(Records from a data source)
###

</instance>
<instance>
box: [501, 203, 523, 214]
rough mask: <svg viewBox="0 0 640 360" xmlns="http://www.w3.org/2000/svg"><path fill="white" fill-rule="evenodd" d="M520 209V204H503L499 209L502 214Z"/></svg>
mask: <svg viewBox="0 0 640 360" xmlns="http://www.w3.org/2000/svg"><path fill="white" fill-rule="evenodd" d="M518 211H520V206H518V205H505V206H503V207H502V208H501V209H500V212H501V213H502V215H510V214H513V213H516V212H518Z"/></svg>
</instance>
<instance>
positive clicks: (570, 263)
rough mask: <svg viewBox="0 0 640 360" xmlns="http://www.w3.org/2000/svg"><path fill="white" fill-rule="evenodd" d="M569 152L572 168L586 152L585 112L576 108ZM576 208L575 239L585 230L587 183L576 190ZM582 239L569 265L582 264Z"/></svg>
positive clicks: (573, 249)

###

#### [What you have to do]
Arrange every line of the listing above as a numbered list, omitting any blank lines.

#### [Expected answer]
1. </instance>
2. <instance>
3. box: [501, 203, 523, 214]
4. rough mask: <svg viewBox="0 0 640 360" xmlns="http://www.w3.org/2000/svg"><path fill="white" fill-rule="evenodd" d="M520 209V204H503L499 209L502 214Z"/></svg>
5. mask: <svg viewBox="0 0 640 360" xmlns="http://www.w3.org/2000/svg"><path fill="white" fill-rule="evenodd" d="M518 211H520V206H518V205H505V206H503V207H502V208H501V209H500V212H501V213H502V215H510V214H513V213H516V212H518Z"/></svg>
6. </instance>
7. <instance>
8. positive clicks: (570, 263)
9. rough mask: <svg viewBox="0 0 640 360" xmlns="http://www.w3.org/2000/svg"><path fill="white" fill-rule="evenodd" d="M569 152L572 168L586 152L585 112L576 108ZM576 208L575 239L585 230L587 183L576 190ZM582 239L569 265L582 264Z"/></svg>
10. positive clicks: (573, 249)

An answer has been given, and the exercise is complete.